Task to complete: Print out, with no changes at all, the stretch of records from the line that contains "like [(913, 971)]." through the line that contains "845), (724, 820)]", both of those lines included.

Source records:
:::::
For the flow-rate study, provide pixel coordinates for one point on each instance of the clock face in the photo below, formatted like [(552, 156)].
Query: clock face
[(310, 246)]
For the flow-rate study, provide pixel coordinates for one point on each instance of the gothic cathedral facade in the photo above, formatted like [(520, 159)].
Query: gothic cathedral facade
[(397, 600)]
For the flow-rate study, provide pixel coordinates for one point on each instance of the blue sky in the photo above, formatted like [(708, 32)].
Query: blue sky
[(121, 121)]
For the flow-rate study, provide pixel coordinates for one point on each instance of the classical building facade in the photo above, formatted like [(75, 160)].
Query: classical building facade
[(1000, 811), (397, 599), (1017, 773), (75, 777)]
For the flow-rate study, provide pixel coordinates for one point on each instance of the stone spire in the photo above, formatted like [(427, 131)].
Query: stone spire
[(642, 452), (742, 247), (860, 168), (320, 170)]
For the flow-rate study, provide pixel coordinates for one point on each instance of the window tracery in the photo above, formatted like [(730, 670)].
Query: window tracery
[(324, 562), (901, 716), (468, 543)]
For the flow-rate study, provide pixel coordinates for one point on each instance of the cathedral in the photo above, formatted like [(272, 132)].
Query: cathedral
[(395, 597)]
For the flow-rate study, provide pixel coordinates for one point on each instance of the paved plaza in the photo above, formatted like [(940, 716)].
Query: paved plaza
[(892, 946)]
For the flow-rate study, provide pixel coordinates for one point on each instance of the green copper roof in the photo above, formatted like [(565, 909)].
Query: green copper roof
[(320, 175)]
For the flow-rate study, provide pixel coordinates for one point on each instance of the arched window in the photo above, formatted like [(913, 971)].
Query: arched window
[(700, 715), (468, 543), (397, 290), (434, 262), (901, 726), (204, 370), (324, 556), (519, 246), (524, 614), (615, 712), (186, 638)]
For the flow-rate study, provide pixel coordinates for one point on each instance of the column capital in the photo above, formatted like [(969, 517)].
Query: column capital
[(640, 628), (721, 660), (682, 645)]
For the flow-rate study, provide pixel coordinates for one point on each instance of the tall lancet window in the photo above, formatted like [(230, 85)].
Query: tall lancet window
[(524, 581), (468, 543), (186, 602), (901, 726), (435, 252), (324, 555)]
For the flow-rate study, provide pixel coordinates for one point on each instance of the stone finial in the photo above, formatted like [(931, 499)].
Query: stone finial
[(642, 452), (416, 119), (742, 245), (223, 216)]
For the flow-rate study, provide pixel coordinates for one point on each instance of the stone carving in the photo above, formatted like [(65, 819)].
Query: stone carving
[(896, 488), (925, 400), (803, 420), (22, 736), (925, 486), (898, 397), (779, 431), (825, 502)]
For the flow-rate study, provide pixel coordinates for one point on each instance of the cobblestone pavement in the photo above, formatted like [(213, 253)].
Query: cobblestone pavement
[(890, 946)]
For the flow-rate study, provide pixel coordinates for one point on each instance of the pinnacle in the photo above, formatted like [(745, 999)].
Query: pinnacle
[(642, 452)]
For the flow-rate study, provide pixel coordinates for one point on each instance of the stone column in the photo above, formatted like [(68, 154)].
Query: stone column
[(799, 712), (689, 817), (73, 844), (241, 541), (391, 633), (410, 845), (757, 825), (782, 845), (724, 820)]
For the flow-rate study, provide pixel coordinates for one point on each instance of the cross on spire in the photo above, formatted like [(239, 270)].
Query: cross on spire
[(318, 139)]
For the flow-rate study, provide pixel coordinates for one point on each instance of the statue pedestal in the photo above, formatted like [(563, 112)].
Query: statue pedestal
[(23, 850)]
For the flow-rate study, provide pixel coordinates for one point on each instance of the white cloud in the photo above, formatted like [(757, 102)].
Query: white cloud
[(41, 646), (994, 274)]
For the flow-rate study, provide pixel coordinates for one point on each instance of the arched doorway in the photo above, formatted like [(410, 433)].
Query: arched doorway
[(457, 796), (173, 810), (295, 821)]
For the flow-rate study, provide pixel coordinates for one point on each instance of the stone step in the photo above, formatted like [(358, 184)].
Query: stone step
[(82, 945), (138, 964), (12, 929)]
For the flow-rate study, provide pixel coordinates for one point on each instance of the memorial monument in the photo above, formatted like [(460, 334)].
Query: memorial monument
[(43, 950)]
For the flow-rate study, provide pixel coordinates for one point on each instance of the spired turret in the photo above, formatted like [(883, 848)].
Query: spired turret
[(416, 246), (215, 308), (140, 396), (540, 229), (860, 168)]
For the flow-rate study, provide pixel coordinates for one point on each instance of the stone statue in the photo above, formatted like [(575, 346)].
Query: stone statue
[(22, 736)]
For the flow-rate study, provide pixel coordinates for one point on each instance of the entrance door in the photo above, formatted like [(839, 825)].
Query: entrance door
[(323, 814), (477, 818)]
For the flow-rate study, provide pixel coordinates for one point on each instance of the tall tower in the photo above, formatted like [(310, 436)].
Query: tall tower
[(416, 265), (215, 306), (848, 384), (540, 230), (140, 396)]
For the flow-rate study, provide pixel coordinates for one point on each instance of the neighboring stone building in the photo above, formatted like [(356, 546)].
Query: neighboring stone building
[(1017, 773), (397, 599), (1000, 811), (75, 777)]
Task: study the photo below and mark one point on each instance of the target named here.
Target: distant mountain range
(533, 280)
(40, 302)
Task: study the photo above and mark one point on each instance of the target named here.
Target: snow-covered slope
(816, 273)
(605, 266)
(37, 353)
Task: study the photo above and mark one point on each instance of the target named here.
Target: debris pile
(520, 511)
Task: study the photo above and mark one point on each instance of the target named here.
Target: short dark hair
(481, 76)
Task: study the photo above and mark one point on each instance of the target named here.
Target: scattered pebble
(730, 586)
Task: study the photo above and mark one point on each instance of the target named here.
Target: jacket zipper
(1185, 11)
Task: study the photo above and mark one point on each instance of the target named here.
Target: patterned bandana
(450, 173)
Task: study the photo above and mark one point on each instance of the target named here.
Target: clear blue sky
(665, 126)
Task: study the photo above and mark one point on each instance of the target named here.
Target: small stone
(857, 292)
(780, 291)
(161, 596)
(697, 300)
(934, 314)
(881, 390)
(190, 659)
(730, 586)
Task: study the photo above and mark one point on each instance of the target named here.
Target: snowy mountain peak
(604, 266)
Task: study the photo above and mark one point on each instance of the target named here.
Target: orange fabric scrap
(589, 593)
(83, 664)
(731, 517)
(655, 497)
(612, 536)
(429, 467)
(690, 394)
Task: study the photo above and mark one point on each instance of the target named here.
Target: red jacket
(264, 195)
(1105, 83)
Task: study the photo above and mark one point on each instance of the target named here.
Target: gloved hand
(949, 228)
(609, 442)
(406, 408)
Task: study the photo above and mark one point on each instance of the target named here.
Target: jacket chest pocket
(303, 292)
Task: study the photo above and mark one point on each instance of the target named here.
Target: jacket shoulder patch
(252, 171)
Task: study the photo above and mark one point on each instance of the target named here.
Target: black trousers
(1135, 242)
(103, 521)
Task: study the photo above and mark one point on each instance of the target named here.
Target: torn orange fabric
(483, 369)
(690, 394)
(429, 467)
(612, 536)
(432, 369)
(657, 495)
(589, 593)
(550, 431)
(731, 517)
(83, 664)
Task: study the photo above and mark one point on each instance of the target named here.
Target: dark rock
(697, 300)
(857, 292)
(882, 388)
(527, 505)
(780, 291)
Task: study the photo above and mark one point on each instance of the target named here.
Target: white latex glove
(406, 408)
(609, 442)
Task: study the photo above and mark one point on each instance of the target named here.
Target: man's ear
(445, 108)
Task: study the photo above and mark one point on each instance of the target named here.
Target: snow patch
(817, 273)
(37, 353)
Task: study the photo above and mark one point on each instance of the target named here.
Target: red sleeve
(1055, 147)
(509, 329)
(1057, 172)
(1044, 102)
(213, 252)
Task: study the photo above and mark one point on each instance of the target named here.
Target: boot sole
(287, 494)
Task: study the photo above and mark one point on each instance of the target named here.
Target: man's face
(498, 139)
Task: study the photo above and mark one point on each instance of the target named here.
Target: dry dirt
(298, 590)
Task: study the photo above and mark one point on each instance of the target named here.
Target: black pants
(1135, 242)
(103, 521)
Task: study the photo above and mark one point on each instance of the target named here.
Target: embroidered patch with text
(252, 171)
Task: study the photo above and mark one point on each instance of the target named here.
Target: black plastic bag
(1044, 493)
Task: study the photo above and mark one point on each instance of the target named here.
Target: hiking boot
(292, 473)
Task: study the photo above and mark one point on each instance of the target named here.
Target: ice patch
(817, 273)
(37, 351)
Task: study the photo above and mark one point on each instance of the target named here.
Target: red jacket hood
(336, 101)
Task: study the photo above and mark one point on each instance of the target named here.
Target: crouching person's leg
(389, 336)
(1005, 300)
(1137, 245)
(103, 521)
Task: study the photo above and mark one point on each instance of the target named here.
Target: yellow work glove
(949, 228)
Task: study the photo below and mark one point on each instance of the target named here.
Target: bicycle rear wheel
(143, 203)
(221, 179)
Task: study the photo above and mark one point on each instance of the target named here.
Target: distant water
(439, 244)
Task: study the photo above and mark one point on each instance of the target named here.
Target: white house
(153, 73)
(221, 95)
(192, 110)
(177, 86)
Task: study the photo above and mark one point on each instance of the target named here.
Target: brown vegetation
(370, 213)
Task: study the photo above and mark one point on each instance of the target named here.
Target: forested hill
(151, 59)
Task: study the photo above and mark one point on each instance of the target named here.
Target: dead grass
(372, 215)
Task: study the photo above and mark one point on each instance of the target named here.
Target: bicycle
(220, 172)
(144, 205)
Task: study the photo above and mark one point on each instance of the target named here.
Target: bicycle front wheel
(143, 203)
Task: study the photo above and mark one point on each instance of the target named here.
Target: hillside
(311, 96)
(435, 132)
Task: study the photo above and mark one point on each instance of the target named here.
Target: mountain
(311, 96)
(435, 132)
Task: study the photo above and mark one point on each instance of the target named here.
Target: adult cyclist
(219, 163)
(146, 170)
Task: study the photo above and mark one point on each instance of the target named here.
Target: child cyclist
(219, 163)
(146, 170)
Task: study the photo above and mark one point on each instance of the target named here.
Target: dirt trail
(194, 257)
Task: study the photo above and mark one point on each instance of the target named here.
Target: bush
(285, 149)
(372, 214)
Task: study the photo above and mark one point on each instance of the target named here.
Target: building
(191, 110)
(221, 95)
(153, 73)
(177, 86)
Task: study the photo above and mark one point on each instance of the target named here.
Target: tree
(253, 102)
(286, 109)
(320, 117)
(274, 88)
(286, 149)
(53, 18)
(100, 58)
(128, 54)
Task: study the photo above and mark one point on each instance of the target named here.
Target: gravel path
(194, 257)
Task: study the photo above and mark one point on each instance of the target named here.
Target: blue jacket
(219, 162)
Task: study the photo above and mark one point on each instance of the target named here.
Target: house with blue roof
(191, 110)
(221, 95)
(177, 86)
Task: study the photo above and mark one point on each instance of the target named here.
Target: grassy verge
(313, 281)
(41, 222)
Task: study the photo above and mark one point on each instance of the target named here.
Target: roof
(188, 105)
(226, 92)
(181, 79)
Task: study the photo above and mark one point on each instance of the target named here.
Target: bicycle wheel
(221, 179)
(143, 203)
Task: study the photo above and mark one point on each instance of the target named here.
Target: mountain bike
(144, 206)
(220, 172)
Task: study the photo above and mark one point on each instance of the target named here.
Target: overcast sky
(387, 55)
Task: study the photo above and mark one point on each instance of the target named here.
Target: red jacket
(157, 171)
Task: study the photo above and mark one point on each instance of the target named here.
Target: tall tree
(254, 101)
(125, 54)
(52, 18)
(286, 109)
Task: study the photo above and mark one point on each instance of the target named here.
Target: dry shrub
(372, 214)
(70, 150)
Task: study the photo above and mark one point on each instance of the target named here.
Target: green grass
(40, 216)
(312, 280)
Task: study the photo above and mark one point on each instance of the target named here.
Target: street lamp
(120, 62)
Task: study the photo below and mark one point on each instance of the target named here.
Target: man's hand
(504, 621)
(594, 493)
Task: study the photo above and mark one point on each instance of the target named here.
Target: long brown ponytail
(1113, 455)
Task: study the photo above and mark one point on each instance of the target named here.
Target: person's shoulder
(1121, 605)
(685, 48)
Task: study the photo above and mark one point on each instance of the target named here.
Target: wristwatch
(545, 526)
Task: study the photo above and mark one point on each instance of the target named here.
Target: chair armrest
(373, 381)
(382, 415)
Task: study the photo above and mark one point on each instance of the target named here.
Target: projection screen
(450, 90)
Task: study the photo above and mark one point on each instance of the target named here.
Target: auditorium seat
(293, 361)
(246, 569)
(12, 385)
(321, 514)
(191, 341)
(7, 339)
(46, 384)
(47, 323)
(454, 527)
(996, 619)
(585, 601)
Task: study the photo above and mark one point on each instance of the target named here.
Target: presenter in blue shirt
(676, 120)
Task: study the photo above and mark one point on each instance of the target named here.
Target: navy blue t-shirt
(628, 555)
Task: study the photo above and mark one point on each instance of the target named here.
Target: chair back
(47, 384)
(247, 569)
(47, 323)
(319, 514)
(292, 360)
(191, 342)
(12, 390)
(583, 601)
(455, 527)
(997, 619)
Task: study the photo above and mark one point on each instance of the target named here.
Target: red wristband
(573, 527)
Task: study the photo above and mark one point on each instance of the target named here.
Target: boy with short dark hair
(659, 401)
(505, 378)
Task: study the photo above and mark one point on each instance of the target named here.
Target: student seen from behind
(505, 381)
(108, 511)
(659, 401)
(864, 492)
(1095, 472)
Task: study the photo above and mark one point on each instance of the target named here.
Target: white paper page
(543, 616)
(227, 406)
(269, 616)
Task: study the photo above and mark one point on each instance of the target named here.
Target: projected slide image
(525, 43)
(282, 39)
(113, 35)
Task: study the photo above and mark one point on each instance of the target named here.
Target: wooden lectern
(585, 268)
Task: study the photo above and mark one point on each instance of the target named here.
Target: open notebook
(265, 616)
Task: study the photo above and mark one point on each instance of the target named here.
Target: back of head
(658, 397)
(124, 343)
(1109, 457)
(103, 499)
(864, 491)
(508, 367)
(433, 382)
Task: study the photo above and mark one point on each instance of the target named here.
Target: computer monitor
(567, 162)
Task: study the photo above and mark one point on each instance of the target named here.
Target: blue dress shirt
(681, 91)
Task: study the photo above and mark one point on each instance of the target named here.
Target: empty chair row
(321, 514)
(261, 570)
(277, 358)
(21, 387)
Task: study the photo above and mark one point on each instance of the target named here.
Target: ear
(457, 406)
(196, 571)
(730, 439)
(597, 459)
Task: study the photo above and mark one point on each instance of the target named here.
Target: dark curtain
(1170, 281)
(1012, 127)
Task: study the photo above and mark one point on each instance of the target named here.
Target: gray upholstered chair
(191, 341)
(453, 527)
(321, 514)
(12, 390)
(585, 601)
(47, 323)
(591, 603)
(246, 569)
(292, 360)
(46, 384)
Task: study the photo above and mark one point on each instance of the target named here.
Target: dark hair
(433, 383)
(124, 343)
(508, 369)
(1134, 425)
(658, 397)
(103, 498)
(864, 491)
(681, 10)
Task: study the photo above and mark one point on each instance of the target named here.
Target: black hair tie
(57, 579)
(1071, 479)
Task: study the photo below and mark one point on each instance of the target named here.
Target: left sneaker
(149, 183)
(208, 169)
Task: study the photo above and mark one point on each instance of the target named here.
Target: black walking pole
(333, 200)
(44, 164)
:::::
Answer to this exercise:
For the flow-rate study, provide pixel coordinates for one point on each instance of the arched window in the photo above, formatted like [(913, 971)].
Query: arched window
[(700, 715), (468, 543), (397, 290), (434, 262), (901, 726), (204, 370), (324, 556), (519, 246), (524, 614), (615, 712), (186, 638)]
For the flow-rate study, provide pixel coordinates for one point on each instance of the column capital in the photo above, formatted like [(969, 517)].
Query: column capital
[(640, 628), (721, 660), (682, 645)]
For the flow-rate study, provide pixel coordinates for one point on each instance of the tall lancet window in the photo above, formatted like [(230, 85)].
Query: tall lancet window
[(524, 581), (468, 543), (186, 602), (901, 726), (435, 252), (324, 555)]
For the flow-rate study, provide pixel coordinates for one point on each instance of the stone finial in the photo above, formatted like [(931, 499)].
Query: stone finial
[(642, 452), (416, 119), (742, 245), (223, 216)]
For the flow-rate study, provide pixel coordinates for one point on each instance of the stone carving in the photo above, formatted like [(65, 819)].
Query: stone carving
[(896, 488), (925, 400), (803, 420), (22, 736), (925, 486), (898, 397), (779, 431), (825, 502)]
For the flow-rate study, provide pixel coordinates for one point on each instance of the cobblestone pavement in the photo above, formatted like [(213, 253)].
Query: cobblestone pavement
[(890, 946)]
For the flow-rate study, provide pixel coordinates for one point on each instance of the pinnacle in the photo above, formatted like [(745, 999)].
Query: pinnacle
[(642, 452)]
For the flow-rate study, provide pixel coordinates for one point on each instance of the stone column in the photo above, formatted like [(68, 154)].
Query: stone column
[(799, 712), (689, 817), (73, 844), (241, 541), (391, 633), (410, 845), (757, 825), (782, 845), (724, 820)]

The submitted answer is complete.